• _EXERCISE DETAILS_
Reproduce without any changes the span of lines that starts with the line containing "Spot all occurrences of horizon." and ends with the line containing "0 394 640 640", both included, and output nothing else.

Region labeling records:

_ _ _ _ _

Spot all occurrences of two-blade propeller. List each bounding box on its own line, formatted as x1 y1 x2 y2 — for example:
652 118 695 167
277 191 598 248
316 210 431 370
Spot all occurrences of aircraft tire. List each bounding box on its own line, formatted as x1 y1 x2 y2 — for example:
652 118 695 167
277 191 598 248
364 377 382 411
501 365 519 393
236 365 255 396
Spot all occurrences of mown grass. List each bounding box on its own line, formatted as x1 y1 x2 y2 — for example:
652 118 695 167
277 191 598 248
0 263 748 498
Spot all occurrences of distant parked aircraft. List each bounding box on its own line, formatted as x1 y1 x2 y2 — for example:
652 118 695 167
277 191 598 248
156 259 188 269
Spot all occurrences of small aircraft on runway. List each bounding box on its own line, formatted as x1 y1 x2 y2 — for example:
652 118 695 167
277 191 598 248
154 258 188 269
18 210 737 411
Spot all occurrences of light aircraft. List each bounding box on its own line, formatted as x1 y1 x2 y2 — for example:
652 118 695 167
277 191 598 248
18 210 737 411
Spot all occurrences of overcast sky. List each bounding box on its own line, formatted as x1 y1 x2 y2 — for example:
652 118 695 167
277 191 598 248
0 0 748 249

_ _ _ _ _

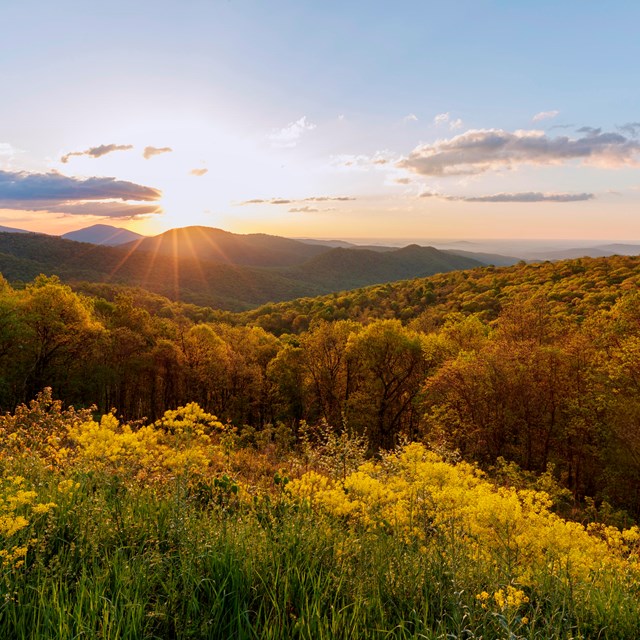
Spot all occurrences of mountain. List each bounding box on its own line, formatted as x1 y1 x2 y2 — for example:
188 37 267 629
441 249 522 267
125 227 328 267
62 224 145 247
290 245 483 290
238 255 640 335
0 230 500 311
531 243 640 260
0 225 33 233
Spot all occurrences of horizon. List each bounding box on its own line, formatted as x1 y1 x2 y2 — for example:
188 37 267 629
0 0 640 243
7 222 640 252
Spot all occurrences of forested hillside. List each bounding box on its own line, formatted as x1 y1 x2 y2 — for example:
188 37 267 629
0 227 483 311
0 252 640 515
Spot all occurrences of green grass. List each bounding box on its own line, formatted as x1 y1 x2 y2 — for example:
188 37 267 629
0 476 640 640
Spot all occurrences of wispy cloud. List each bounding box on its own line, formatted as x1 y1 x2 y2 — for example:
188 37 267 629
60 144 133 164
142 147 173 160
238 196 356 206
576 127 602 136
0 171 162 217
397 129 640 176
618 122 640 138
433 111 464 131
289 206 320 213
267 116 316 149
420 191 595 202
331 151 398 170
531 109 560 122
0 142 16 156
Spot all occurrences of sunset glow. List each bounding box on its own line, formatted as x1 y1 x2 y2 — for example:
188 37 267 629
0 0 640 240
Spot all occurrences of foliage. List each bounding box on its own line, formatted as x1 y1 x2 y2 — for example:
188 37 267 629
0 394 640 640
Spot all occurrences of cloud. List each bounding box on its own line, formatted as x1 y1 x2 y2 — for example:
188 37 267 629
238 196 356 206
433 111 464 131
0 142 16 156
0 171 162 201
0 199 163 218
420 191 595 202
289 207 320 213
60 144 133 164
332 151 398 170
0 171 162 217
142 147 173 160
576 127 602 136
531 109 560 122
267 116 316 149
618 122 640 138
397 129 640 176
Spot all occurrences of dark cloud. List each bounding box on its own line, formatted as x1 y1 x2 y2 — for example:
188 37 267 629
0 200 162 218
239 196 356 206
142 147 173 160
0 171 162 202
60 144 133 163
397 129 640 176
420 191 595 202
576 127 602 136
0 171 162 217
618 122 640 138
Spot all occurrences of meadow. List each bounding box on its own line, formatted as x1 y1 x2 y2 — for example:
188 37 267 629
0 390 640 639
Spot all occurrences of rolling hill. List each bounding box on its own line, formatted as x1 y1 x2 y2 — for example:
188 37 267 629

_ _ _ _ _

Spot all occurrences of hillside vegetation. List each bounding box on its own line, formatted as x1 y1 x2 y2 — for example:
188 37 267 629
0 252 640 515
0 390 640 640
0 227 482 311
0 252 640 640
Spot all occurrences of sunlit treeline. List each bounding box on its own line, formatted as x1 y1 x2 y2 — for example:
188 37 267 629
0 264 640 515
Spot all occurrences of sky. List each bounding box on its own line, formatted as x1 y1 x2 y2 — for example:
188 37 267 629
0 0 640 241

_ _ _ _ _

• _TASK ANSWER_
Spot all occurrences of horizon. List each bounding box on its own line, formatted as x1 y1 x2 y2 — for example:
188 37 267 629
0 0 640 243
7 222 640 252
Spot all occurrences of forested hillside. List each bounding box on its own line, formatted as x1 y1 x2 y2 — for example:
188 37 267 629
0 227 483 311
0 252 640 515
Spot all occurrences of green grass. List each bounding box on its own line, formatted as x1 y1 x2 y2 — for example:
188 37 267 629
0 476 640 640
Spot all occurrences of wispy cloud. List each bounding box on its own line, formatted as x1 y1 x2 y2 — for example:
188 37 267 629
60 144 133 164
142 147 173 160
238 196 356 206
576 127 602 136
0 171 162 217
397 129 640 176
618 122 640 138
433 111 464 131
289 206 320 213
267 116 316 149
420 191 595 202
331 151 398 170
531 109 560 122
0 142 16 156
Spot all occurrences of sunset glow. List each bounding box on its own line, formatted as x1 y1 x2 y2 — for example:
188 37 267 629
0 0 640 240
Spot all occurrences of foliage. List each bounding box on its own line, formatted as x1 y1 x2 y2 — for example:
188 37 267 629
0 394 640 640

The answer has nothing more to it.